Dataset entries
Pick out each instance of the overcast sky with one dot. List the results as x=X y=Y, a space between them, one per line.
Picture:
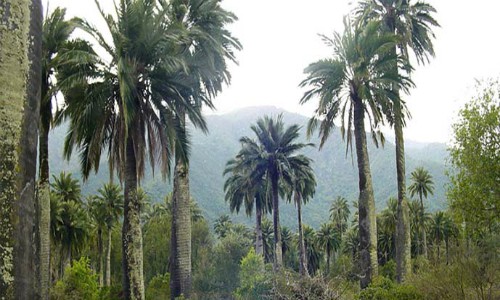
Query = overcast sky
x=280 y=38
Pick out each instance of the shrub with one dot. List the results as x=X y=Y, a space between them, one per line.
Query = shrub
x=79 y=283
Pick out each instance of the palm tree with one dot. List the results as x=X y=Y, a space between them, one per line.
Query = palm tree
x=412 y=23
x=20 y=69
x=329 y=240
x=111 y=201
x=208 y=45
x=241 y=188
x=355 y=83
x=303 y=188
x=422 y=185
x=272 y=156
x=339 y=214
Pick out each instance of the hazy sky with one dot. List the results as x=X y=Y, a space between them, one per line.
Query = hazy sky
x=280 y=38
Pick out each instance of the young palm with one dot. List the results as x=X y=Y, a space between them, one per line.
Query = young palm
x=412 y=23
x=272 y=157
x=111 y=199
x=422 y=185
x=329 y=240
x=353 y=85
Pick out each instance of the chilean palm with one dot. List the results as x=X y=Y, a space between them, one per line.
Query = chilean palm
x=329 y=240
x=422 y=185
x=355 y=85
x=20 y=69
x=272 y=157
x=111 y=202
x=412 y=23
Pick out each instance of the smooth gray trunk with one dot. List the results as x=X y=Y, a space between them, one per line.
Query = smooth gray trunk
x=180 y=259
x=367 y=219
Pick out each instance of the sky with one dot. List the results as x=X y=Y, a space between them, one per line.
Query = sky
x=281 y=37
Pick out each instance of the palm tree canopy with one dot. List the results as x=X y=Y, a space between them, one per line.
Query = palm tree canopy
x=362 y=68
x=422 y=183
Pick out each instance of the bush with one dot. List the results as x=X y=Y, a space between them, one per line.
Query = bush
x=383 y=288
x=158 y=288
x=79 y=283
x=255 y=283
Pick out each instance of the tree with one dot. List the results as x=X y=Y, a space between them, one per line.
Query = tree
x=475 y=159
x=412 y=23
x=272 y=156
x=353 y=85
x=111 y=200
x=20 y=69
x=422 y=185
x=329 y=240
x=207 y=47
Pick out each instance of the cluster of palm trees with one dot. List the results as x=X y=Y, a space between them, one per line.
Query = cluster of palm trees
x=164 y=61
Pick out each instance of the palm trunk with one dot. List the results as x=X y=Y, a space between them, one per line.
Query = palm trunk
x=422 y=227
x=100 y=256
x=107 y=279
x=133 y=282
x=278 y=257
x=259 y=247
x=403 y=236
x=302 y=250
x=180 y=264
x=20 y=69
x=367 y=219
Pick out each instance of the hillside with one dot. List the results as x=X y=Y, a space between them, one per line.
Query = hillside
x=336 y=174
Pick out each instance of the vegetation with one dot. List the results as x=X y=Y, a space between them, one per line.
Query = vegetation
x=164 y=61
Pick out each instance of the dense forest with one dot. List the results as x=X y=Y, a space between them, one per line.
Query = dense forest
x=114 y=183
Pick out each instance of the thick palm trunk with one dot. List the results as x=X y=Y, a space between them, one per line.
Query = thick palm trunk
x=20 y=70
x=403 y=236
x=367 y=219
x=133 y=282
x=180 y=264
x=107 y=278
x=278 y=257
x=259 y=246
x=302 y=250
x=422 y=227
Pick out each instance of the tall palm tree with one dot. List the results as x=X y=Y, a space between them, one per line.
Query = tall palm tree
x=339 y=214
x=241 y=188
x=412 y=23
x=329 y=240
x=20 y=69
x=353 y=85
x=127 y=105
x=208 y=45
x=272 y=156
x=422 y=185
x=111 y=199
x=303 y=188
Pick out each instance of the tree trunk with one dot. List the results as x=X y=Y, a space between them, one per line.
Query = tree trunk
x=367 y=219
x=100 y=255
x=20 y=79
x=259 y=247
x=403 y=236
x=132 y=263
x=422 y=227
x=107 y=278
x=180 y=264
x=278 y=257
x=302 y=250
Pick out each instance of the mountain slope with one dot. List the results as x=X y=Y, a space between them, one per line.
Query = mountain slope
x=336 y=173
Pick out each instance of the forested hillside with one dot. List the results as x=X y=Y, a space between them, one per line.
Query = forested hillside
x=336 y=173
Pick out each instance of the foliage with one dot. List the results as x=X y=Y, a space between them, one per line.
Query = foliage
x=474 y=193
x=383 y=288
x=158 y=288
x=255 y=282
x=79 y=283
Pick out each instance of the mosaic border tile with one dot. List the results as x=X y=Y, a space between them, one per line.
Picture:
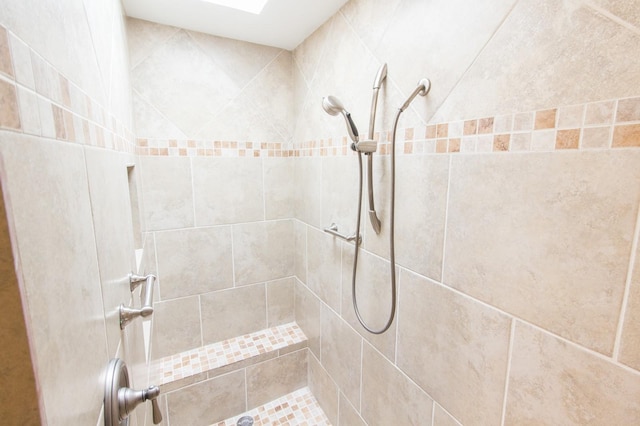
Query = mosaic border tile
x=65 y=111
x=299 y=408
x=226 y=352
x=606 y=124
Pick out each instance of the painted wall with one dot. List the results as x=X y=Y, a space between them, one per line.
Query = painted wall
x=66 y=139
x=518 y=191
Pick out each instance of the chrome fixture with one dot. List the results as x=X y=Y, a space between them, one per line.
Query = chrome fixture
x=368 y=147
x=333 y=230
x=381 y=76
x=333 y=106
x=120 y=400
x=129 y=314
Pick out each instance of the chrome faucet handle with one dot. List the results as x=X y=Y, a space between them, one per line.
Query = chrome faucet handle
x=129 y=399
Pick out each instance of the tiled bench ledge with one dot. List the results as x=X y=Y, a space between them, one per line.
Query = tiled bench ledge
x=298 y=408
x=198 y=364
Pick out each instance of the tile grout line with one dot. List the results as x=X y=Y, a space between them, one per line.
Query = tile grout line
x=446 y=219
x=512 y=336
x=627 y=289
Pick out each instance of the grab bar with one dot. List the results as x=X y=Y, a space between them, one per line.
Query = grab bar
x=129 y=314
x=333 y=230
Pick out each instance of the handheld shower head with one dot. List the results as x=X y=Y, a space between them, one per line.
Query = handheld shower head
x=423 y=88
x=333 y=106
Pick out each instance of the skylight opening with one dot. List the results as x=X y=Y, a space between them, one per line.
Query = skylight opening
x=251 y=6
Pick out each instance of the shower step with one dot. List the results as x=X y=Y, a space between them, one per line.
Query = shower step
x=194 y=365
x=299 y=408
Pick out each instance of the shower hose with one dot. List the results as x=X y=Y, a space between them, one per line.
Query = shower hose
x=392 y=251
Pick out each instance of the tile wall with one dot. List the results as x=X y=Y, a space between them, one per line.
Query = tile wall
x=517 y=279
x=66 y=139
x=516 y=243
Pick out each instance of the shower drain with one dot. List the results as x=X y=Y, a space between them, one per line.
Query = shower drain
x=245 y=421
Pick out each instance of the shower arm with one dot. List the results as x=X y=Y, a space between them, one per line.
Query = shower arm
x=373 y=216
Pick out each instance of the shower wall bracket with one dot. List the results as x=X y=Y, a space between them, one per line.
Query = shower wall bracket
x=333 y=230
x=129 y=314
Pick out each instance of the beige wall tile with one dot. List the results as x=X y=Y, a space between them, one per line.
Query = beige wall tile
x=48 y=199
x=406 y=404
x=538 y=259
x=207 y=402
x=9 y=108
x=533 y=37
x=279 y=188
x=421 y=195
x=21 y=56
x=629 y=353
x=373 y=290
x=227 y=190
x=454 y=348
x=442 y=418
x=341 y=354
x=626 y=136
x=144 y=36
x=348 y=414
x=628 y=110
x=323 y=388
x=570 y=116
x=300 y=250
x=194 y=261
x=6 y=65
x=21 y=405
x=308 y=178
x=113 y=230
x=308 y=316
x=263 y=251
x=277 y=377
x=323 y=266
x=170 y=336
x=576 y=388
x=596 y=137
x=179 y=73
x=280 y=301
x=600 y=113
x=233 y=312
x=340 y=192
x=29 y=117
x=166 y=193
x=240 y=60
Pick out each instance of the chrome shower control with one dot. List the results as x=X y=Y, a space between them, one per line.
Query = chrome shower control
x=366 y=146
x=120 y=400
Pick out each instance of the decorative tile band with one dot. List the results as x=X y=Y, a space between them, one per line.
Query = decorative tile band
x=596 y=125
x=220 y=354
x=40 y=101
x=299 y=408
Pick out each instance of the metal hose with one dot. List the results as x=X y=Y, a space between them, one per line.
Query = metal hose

§ ASSIGNED TASK: Give an exact copy of every line from the one holding "Pick out each instance of the decorative" through the end of the records, both included, and no other lines.

§ RESULT BELOW:
Pick out each instance of the decorative tile band with one dot. List the results as x=X y=Y, a space between them, one per line.
Query = decorative tile band
x=596 y=125
x=220 y=354
x=40 y=101
x=299 y=408
Pick out each instance of the metal hose with one dot. List the results as x=X y=Y, a space between them, one per line.
Query = metal hose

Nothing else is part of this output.